Answer these from the Gaza commentary:
(a) Which organization is Dr. Mads Gilbert with?
(b) Which ship does the writer say they are reminded of?
(c) In which years were thousands of Christian "Arabs" driven from their traditional lands in Palestine?

SELECTED EXCERPT:
○ ○ ○ ○ ○ ○ ○
Dr. Mads Gilbert of Norwac, one of the doctors allowed into Gaza to give emergency medical aid, described conditions to the world inside Gaza as of December 31. Things have only gotten worse since then. Meanwhile the world dissembles and pontificates to a large degree, while the United States blocks UN resolutions to stop the slaughter.
I am reminded of the S.S. St Louis and The Voyage of the Damned. Will Israel render the world impotent and complicit in its criminal assault upon the hapless Palestinians, just as the Nazis did in regard to the Jews in 1939, exposing the anti-semitism of the world? This is the new anti-semitism we see today, the demonization of the Palestinian people and their religion as a way to enable their oppression and slow destruction.
By the way, Arabian peoples are considered Semites anthropologically. Coincidently, some of the Palestinian population is Christian, not merely Moslem. In fact, thousands of Christian "Arabs" were driven from their traditional lands in Palestine alongside their Moslem brethren in 1947-48 by the Israelis (click here for that history). At least the Pope has spoken out this time, compared to 1939. What countries will speak out and take action to stop this tragedy?
○ ○ ○ ○ ○ ○ ○
DATA FOR ANALYSIS:
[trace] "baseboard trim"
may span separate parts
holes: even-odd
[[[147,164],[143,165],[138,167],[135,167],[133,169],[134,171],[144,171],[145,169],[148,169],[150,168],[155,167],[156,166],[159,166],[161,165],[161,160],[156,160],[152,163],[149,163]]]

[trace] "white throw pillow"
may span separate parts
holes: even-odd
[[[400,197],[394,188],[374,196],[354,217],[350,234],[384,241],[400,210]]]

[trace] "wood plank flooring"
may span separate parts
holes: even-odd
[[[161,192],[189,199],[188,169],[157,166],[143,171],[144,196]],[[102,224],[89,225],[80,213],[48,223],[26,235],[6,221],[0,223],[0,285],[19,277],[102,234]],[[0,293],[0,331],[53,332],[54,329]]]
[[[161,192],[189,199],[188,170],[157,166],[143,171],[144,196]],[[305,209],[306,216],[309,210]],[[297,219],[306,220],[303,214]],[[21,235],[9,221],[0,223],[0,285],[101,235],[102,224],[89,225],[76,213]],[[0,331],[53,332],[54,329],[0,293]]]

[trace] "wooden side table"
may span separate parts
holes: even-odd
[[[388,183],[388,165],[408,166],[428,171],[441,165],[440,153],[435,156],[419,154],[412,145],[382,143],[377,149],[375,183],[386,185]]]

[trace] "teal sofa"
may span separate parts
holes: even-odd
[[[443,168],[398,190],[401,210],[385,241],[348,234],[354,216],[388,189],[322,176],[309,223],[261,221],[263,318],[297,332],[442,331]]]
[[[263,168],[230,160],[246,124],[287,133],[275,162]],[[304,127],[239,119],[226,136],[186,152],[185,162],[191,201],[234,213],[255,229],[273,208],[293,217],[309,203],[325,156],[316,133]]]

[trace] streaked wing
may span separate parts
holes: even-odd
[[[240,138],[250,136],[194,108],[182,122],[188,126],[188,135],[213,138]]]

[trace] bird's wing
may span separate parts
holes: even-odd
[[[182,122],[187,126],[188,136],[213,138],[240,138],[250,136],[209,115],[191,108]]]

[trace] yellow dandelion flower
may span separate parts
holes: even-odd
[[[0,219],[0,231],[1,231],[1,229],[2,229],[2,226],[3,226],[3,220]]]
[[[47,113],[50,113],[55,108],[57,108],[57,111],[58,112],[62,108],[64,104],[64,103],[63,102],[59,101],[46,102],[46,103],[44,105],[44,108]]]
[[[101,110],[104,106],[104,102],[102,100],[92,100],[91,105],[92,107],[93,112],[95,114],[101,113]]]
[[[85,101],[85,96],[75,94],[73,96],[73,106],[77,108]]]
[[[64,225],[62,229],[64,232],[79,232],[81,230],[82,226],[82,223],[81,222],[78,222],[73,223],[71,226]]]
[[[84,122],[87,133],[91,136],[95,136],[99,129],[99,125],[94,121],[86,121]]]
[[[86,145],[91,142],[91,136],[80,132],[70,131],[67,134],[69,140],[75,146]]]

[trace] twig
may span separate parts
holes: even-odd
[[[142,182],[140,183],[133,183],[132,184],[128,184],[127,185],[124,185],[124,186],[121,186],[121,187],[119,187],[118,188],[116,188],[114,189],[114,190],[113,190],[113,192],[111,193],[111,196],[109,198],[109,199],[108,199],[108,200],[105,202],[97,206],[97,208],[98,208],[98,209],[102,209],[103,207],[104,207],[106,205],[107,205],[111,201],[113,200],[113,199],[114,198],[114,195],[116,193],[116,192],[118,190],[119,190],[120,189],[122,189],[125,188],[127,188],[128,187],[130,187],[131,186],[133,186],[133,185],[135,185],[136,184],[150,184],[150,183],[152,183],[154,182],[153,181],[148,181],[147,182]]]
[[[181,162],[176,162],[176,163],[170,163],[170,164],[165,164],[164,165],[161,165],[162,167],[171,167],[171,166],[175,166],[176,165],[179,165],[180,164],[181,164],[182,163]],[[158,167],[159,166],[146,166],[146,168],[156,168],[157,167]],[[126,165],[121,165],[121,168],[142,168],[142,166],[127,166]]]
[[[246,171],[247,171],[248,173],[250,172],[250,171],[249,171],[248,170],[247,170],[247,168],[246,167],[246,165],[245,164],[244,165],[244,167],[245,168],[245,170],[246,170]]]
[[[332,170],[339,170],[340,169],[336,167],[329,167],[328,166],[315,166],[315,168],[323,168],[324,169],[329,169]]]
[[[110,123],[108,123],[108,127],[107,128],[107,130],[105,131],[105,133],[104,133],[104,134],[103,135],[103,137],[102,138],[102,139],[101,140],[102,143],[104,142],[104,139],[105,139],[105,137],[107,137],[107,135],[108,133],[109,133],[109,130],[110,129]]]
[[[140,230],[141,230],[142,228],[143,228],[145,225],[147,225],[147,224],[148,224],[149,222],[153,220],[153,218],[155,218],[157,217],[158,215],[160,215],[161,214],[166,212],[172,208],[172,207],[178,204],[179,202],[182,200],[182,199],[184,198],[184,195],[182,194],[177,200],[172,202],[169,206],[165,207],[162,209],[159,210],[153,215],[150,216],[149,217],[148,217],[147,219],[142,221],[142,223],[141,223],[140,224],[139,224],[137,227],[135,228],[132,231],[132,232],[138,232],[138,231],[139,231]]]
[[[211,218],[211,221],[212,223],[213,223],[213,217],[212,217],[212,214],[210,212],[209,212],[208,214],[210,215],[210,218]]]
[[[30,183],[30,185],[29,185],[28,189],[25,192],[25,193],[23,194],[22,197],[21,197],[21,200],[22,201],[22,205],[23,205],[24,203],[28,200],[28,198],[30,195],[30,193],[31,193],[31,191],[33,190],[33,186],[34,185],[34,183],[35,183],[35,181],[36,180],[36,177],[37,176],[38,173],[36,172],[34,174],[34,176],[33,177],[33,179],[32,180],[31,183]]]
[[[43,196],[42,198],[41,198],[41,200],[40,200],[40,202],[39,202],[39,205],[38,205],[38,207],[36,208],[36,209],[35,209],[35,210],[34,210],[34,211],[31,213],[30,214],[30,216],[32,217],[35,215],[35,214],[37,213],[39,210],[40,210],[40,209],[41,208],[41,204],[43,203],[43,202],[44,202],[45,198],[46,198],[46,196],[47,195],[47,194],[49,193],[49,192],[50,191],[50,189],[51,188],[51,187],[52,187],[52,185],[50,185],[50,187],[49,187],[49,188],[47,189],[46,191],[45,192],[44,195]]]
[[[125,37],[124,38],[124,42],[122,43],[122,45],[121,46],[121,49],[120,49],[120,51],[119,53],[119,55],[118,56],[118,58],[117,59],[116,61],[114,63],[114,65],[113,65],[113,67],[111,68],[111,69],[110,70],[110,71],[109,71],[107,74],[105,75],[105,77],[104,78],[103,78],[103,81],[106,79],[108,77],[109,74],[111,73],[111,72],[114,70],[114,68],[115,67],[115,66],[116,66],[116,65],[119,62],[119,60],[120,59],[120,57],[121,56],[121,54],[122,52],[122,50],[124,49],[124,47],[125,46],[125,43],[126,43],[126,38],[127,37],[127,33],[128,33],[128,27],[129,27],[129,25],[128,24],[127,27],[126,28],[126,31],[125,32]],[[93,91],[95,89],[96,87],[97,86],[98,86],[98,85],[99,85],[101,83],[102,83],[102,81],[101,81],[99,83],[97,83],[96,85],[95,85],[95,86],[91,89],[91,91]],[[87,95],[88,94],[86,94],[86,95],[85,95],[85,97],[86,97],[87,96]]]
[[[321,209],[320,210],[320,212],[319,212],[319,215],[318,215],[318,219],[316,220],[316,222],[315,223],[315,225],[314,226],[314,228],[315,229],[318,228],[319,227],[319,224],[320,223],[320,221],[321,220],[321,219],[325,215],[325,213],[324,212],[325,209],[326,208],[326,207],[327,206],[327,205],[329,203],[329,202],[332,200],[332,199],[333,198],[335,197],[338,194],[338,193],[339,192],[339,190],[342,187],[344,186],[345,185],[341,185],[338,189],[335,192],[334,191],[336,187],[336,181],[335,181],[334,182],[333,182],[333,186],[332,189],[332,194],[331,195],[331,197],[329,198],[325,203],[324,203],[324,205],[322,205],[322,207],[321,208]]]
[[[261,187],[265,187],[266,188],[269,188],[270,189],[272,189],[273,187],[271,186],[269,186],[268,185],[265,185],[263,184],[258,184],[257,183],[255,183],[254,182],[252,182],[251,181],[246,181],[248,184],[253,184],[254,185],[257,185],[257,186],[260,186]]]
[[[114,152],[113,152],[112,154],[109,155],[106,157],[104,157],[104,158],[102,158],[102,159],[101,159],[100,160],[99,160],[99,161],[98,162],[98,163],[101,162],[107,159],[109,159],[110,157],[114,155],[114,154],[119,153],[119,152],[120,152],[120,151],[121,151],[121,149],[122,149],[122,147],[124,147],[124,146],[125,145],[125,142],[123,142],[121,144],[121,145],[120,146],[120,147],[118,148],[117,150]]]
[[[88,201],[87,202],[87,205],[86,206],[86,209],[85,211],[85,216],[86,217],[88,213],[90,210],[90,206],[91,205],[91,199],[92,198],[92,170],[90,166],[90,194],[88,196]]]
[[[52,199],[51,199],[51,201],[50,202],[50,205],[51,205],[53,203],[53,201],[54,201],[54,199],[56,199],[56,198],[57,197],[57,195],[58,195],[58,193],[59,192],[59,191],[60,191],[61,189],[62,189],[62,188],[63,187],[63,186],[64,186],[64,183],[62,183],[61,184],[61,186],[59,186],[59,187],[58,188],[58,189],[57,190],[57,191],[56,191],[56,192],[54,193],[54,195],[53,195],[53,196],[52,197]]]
○ ○ ○ ○ ○ ○ ○
EXPECTED ANSWER:
(a) Norwac
(b) The S.S. St Louis
(c) 1947-48